- _REQUEST 1_: Reproduce the entries from the line containing "In this exercise you will locate the man in batik" down to the line containing "point(640, 534)", both lines included, replacing "pin" with "marker" and leaving all else unchanged.

- _PASSAGE TO READ_:
####################

USA: Progress in Mercy for Children and Human Rights Must Be Priority in Immigration Policy

As stated numerous times on social media in recent days, Responsible for Equality And Liberty (R.E.A.L.) stands with other non-partisan human rights and charity organizations, such as the National Center on Missing and Exploited Children (NCMEC) and the Salvation Army, in calling for an end to the separation of children and their parents, during the detention of undocumented aliens who are illegally crossing the U.S. border according to U.S. law. As R.E.A.L, these allies in human rights, and other groups have stated, we must protect vulnerable children and protect their bonds within their families. Such vulnerable children must remain a priority.

A nation that seeks to work as a representative democracy must have mercy as its priority – not only for its own citizens, but also for its fellow human beings of every nationality. Mercy and compassion provide the moral and ethical compass to guide us in making decisions on difficult topics of national safety, dignity, and security. Our mercy must reach beyond our political partisan divisions and find answers to the most difficult problems.

R.E.A.L. urges the U.S. legislators to use mercy as its priority in considering upcoming legislation for immigration. The idea that such legislation should be postponed is based on suspicion and contempt for the politics of other politicians and other Americans. We must find the COURAGE to reach beyond that distrust of the politics of others, and find trust in one another as American human beings; our values of compassion, integrity, and respect for law must be more deeply rooted than our political divisions.

R.E.A.L. does not fail to recognize the difficult and complex issues in the U.S. immigration debate. The safety of American citizens from criminals, the need to protect the vulnerable from human trafficking, and the responsibility of the source nations in creating refugee conditions must not be ignored. These are all legitimate and reasonable human rights concerns that also must be respected.

To those who dismiss such security concerns, a recent MS-13 gang murder stabbing a victim 100 times took place only eight miles from R.E.A.L.’s headquarters. R.E.A.L. is well aware of the very real threat to human rights when criminals are not stopped from threatening the public. But such criminals are not only a U.S. concern; their threat to human rights is a global concern. It is not enough to deal with such root cause issues of refugees in the U.S. or on the U.S. border; these issues must be dealt with in the nations that have allowed such violence and criminal lawlessness to become rampant. The nations of the world must challenge the root causes that drive such refugee conditions. Our compassion and concern for human rights must include a concentrated focus on source problems driving refugees from Mexico, Guatemala, El Salvador, Honduras, and other nations.

When faced with such extremely complex issues as the U.S. immigration problem, R.E.A.L. challenges U.S. lawmakers to find the moral and ethical courage to accept compromise solutions for progress. We do not protect the safety and human rights of American people, of immigrants, and especially of vulnerable children, by partisan inflexibility. In compromise solutions, no one achieves everything that they seek. But that is how achieving change in governing on complex and difficult issues proceeds. Lawmakers accept compromise to achieve progress, because they cannot represent their public by continuing an endless stalemate on such critical problems.

####################

- _DATASET ROWS_:

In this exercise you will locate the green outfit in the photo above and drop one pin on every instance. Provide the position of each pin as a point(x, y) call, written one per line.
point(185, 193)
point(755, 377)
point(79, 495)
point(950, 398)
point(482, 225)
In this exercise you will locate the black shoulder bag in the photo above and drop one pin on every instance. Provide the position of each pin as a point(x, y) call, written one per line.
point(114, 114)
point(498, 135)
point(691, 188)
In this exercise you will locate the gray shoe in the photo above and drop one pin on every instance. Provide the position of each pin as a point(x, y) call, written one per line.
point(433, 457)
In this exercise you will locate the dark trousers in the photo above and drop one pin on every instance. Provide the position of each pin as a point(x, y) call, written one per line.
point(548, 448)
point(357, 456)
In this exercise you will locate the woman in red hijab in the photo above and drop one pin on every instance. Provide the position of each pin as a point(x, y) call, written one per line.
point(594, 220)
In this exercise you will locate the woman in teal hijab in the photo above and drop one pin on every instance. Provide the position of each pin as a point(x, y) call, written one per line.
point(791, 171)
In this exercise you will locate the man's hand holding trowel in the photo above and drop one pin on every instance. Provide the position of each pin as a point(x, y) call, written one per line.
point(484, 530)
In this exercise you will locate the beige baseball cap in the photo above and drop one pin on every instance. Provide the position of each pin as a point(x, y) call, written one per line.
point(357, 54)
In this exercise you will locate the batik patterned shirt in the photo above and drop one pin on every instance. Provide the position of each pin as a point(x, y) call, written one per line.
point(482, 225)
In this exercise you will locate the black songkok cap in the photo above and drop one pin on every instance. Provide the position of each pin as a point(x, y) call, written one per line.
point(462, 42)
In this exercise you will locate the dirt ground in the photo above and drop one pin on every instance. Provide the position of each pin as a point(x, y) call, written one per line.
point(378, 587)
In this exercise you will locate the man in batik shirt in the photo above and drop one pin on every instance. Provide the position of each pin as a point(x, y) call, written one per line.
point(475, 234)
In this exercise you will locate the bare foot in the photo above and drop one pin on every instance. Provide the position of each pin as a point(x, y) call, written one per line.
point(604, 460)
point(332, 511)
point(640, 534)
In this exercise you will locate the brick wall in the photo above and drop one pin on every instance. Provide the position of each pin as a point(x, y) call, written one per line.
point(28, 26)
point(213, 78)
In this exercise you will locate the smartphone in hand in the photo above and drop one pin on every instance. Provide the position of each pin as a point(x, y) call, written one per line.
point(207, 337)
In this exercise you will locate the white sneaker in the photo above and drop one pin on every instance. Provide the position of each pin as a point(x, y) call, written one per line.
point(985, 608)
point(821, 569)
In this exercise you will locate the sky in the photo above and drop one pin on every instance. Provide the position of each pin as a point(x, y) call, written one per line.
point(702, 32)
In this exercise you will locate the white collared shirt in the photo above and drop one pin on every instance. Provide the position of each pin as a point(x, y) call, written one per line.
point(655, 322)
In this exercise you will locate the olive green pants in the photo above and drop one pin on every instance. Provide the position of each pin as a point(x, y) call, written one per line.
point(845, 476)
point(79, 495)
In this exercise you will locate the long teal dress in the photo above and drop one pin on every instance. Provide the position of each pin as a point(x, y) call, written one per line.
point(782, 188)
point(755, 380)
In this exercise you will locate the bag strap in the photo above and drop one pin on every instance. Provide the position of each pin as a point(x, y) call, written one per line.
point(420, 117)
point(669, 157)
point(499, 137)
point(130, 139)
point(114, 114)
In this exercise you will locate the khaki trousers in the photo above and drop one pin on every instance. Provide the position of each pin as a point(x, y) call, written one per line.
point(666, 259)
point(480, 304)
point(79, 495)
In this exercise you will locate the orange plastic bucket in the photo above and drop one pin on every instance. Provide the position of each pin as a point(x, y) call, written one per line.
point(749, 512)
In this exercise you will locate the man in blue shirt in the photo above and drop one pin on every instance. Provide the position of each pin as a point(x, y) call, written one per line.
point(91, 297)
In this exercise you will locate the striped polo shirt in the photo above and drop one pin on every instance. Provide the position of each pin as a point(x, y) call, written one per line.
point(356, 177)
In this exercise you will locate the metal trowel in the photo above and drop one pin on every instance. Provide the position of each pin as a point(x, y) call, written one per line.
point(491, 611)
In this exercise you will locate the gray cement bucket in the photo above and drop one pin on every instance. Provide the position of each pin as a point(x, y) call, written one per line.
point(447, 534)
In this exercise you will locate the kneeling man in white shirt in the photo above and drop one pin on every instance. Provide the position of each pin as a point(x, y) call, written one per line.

####################

- _REQUEST 2_: Extend the statement on U.S. immigration policy with the paragraph that would follow its final one.

- _FINAL RESULT 1_:
In this exercise you will locate the man in batik shirt in the photo above and drop one marker on every instance. Provide the position of each marker as a point(x, y) call, written one per line.
point(475, 234)
In this exercise you will locate the bare foot in the photo above and drop one marker on every instance. Provide the position of each marker as a point(x, y) call, written one per line.
point(604, 460)
point(332, 511)
point(640, 534)

- _FINAL RESULT 2_:
Human Rights and immigration activists also need to pursue progress and compromise as well. Like U.S. lawmakers, immigration activists have to accept that compromise is necessary to achieve progress. In a complex problem largely ignored for a protracted period, incremental progress and achievements have to be more acceptable than no progress at all.

Such progress requires accepting the need by all sides to communicate messages of concern with honesty, truthfulness, integrity, and civility, which has been increasingly lost in the recent debates.

Those in the debate using misinformation, deception, hate, and divisiveness are not helping the cause of children, progress on immigration issues, or human rights. Our moral compass must be guided by mercy and compassion, not hate and division.

The progress to reunify children with families announced on June 23, 2018 is also progress. As much as activists have condemned children being detained separate from their families, there must also be recognition that there has been change, which needs to be encouraged, not discouraged. There are also very complex issues, which need to be addressed. As R.E.A.L. previously pointed out, the issue of 10,000 unaccompanied children being sent across the U.S. border illegally in a dangerous journey remains a serious human rights issue, which remains to be resolved.

The solution to this complex immigration issue will not be dealt with in soundbites or single, simplistic solutions. Complex problems need complex solutions, which the communications of division will not equitably and honestly convey to the public. This complexity will continue to drive the need for compromise solutions and incremental progress that must be achieved over time.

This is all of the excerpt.